GIVEN DATA:
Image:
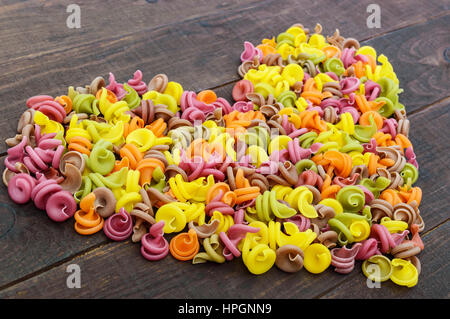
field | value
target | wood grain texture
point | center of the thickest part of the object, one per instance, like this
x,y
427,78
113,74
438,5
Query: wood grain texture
x,y
210,47
119,271
433,279
30,241
417,55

REQUEST:
Copy every entry above word for word, without the pictures.

ANSWER FOR THE TASK:
Image:
field | value
target | wood grain texture
point | center of the thickest part of the object, one per instance, like this
x,y
427,78
113,74
438,5
Query: wood grain texture
x,y
210,47
119,271
433,279
30,241
417,55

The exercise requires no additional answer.